** START OF Dataset rows **
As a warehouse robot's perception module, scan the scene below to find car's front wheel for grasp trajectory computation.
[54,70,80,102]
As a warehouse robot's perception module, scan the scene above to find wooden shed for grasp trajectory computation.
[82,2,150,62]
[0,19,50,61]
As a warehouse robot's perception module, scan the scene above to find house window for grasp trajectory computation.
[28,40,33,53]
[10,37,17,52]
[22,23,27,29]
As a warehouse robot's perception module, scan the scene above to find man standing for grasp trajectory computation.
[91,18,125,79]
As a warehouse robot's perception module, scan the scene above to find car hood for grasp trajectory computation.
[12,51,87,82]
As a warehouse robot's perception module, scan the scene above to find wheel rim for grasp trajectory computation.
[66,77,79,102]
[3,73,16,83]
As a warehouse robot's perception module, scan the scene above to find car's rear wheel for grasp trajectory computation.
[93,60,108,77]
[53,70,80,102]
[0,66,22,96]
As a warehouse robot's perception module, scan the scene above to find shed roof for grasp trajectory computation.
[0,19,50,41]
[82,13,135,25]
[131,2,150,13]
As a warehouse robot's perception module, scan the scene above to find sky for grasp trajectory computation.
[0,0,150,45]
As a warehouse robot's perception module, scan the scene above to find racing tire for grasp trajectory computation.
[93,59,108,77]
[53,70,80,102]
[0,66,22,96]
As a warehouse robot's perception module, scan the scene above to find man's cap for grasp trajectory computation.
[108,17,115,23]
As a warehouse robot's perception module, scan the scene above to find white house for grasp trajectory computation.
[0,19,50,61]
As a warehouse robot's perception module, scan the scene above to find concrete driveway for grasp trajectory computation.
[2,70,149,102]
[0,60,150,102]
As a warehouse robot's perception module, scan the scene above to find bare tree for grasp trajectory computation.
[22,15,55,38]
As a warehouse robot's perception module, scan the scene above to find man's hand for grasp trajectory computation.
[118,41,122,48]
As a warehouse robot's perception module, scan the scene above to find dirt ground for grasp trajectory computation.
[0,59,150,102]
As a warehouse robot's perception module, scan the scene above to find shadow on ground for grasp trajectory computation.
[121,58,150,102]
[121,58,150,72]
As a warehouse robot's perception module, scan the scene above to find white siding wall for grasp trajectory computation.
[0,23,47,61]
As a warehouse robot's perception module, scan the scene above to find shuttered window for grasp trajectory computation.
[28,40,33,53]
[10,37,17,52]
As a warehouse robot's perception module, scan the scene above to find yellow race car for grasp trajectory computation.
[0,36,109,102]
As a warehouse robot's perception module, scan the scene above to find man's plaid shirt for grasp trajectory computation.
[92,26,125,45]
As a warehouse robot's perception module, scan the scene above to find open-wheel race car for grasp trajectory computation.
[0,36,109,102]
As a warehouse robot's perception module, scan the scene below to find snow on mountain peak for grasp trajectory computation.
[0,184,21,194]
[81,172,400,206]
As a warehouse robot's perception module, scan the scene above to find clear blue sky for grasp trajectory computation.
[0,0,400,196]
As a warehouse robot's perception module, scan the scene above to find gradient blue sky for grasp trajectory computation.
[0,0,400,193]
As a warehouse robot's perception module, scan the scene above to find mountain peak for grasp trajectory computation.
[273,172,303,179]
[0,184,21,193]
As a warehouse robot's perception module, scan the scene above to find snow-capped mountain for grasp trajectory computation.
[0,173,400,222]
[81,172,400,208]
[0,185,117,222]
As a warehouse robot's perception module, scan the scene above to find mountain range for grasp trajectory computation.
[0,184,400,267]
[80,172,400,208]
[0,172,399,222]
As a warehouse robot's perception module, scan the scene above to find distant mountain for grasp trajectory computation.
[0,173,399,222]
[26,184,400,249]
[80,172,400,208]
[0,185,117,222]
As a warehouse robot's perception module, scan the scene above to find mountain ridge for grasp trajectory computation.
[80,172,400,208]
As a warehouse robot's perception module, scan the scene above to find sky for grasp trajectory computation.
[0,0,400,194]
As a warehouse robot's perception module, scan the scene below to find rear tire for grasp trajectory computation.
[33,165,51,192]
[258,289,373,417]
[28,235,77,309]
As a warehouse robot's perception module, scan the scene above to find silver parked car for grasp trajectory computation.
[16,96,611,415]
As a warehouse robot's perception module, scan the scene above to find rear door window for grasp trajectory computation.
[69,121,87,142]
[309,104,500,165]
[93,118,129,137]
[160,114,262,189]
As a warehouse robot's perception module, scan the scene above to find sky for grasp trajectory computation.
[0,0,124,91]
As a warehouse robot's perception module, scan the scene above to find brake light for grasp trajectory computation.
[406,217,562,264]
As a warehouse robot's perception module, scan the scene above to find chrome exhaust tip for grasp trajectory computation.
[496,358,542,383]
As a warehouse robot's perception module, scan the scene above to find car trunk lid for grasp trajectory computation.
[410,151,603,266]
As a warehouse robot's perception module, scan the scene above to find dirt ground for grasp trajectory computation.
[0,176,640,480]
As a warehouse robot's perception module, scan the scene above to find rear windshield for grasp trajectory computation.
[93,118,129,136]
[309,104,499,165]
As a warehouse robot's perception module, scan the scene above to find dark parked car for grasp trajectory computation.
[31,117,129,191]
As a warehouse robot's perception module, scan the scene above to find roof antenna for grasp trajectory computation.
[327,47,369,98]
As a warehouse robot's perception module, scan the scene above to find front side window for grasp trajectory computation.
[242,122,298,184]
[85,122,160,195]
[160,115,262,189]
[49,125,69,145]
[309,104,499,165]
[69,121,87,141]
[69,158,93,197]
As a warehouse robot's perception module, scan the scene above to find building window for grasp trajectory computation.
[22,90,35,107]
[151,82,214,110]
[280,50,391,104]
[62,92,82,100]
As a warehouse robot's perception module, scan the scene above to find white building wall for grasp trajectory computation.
** END OF Dataset rows **
Problem: Which lines in the entries above contain the word "white"? Copy each of them.

Solution below:
As a warehouse robot's perception module, scan the scene above to find white house for grasp trajectory computation.
As a warehouse robot's perception module, scan the scene above to find white siding wall for grasp trajectory computation.
As a warehouse robot's perception module, scan the scene above to find white building wall for grasp trajectory computation.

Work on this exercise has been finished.